------ Document source ------

Exemple. Supposons que votre société a un grand client qui génère 5% de chiffres d’affaire. Ce client impose ses propres règles de gestion de la documentation : la nomenclature, les codes des factures, etc. Vos processus doivent donc s’aligner avec les demandes du client aussi important. Chaque facture produite avec un code qui ne correspond pas à la nomenclature de ce client risque ne pas être payée…

Doublons

Le sujet de doublons est plus ambiguë et assez certainement très important. Le problème est le suivant : dans un dataset donné il existe plusieurs répétitions non-identifiées de données qui décrivent le même objet métier.

Par exemple :

  • dans un système BI, la dimension « clients » a plusieurs lignes qui décrivent la même société ou la même personne,
  • le fournisseur nous envoie deux fois la même facture et, à cause, du manque de vérification elle vient d’être intégrée dans le système comptable deux fois,
  • la nomenclature « pays » contient deux fois « France » sous les codes « FR » et « FRA »,
  • etc.

Assez souvent, les erreurs liés aux doublons ont plus de risque pour le business. Même si ils sont complexes à identifier, je vous conseille de vous concentrer sur ce sujet avant les autres.

Afin de résoudre le problème de doublons, nous devons les identifier et probablement les éliminer (plus d’info ici : https://ithealth.io/rapprochement-de-donnees/).

À noter que pour l’identification de doublons, il existe sa propre notion de « complétude ». Si nous comparons l’objet à lui-même et si l’information n’est pas suffisante pour le rapprochement d’objet à lui-même, il est « incomplet » car donc il ne se rapprochera pas à ces doublons non plus.

Erreurs spécifiques

Les données cachées

C’est un cas de « heisenbug », i.e. un problème qui existe et n’existe pas en même temps.

Si je vous propose de créer le reporting par les régions de la France en vous donnant les adresses concaténées, vous serez confrontés à ce problème – les données sont devant vous, mais il faut encore les « extraire » depuis une ligne de caractères. Si vous prenez en compte les fautes de frappe éventuelles, vous allez comprendre que ce n’est pas une tâche évidente.

------

**Objectif 1**
Indiquez si chacune des affirmations suivantes concorde avec le texte sur la qualité des données, en répondant par oui ou par non et en citant mot pour mot les termes du texte qui tranchent. (a) Dans l'exemple, le grand client génère 5 % du chiffre d'affaires. (b) La nomenclature « pays » contient « France » sous les codes « FR » et « FRA ». (c) Le texte recommande de traiter les doublons après les autres sujets.
**Objectif 2**
Recopiez sans aucune modification le passage du texte sur la qualité des données qui commence par « À noter que » et se poursuit jusqu'à « en même temps. ».
**Objectif 3**
Reprenez le texte sur la qualité des données et poursuivez sa rédaction à partir de sa dernière phrase.

------ Données fournies ------

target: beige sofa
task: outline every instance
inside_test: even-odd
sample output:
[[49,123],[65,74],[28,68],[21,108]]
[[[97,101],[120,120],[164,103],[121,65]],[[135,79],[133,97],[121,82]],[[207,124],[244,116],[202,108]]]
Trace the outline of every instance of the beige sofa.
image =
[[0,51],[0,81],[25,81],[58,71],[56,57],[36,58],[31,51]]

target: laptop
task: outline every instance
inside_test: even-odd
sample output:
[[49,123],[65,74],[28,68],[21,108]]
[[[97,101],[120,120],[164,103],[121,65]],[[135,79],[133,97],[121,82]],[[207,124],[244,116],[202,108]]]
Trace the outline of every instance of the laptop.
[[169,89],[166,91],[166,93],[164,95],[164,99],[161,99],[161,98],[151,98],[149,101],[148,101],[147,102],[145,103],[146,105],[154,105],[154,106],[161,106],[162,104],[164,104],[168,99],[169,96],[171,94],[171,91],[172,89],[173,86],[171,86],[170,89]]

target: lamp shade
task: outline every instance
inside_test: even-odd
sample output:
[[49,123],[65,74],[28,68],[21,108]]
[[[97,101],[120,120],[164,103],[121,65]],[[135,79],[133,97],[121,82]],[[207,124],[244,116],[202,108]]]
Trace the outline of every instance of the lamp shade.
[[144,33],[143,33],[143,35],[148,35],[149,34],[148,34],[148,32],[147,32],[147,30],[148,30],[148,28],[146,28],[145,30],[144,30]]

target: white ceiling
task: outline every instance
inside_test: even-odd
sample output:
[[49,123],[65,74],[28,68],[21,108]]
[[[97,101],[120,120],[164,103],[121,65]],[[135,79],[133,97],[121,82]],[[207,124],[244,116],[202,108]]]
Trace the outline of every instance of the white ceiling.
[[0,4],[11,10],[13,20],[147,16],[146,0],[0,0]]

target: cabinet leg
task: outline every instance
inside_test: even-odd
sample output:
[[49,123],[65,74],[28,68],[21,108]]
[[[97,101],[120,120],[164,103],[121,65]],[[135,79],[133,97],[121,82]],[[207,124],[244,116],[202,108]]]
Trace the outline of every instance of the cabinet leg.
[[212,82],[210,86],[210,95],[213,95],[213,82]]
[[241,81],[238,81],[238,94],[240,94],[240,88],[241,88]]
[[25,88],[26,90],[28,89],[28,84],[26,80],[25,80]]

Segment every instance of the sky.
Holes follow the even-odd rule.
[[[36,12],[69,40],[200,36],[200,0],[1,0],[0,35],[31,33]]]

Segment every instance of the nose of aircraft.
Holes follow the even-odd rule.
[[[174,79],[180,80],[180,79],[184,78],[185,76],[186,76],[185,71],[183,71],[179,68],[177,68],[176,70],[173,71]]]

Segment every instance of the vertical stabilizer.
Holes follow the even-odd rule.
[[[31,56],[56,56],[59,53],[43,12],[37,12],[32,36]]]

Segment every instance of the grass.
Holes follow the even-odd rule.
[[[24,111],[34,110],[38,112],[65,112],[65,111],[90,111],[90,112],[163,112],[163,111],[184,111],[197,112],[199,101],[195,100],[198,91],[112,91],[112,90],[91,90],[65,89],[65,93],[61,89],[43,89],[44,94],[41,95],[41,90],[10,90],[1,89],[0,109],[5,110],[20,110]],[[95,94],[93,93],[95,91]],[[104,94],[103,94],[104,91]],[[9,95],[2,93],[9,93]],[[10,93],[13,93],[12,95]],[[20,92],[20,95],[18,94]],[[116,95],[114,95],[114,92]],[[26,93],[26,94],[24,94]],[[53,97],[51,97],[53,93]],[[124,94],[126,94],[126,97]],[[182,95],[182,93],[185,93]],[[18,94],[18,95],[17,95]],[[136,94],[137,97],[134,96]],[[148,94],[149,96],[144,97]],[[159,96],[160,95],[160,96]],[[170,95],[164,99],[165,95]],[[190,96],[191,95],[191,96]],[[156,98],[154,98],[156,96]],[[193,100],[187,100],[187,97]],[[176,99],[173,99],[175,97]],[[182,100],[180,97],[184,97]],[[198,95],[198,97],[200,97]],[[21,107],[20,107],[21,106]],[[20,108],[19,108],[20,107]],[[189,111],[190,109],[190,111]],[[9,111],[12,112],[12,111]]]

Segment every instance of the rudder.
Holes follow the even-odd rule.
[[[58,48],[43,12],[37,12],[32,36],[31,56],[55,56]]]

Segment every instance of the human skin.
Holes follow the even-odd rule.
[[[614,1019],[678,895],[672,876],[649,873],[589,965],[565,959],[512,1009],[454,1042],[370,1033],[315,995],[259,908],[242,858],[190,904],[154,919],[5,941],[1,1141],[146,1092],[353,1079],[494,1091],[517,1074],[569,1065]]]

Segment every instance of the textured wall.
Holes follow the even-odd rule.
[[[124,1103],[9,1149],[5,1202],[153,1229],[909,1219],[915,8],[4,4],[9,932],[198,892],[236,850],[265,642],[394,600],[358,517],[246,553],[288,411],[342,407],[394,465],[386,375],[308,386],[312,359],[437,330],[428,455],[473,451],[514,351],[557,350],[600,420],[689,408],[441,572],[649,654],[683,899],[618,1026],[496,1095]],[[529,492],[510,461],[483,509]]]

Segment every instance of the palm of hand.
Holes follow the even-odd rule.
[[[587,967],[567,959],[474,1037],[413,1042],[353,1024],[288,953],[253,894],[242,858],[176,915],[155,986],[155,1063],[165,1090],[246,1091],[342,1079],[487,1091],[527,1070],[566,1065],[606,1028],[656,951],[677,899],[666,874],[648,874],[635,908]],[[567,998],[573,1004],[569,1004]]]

------

**Résultat de l'exercice 1**
(a) Oui : « un grand client qui génère 5% de chiffres d’affaire ».
(b) Oui : « la nomenclature « pays » contient deux fois « France » sous les codes « FR » et « FRA » ».
(c) Non : « je vous conseille de vous concentrer sur ce sujet avant les autres ».

**Résultat de l'exercice 2**
À noter que pour l’identification de doublons, il existe sa propre notion de « complétude ». Si nous comparons l’objet à lui-même et si l’information n’est pas suffisante pour le rapprochement d’objet à lui-même, il est « incomplet » car donc il ne se rapprochera pas à ces doublons non plus.

Erreurs spécifiques

Les données cachées

C’est un cas de « heisenbug », i.e. un problème qui existe et n’existe pas en même temps.

**Résultat de l'exercice 3**
Voici un autre exemple. Une grande société utilisait un système comptable n’ayant pas de champ dédié pour enregistrer le code de chaque contrat. Ainsi, le code, la date et le nom du client étaient concaténés dans un « nom du document ». Les données sont disponibles aux humains, mais il est assez difficile d’extraire le code contrat depuis ce champ de façon fiable (imaginez les contrats sous les numéros 1998, 1999, 2000, …, clients avec des chiffres dans les noms, utilisation de « O » au lieu de zéro).

Données insuffisamment traitées

Si vous manipulez les données personnelles, surtout dans le domaine immobilier, vous pouvez avoir besoin d’identifier le ménage (famille qui habite à l’adresse donnée). Si vous consultez la liste des personnes et vous trouvez que les ménages ne sont pas bien identifiés, vous ne pourrez pas potentiellement traiter les données en question.

C’est un exemple de données qui sont probablement parfaitement correctes, mais toujours inutilisables. Vous pouvez remarquer que dans mon exemple je cite un cas particulier de « doublons » (dans le sens de « ménage »).

Problèmes de structure

Un erreur très spécifique si vous manipulez plusieurs datasets, pour lesquels l’intégrité du référentiel n’est pas garanti, vous pouvez bien avoir des clés techniques qui pointent vers les objets « inconnus ».

Exemple. Dans les systèmes ERP, vous utilisez une clé CRM pour rendre les données traçables jusqu’au CRM. Si les données sont supprimées ou mergées dans CRM, cette clé deviendra invalide.

Conclusion

Votre projet de qualité de données est probablement très spécifique, mais les erreurs ne le sont pas forcément. J’espère que cette liste va vous aider à les identifier. Si vous connaissez d’autres types d’erreurs récurrents – laissez-nous un commentaire sur LinkedIn ou via le formulaire de contact.

Bonne santé à vous et à vos données !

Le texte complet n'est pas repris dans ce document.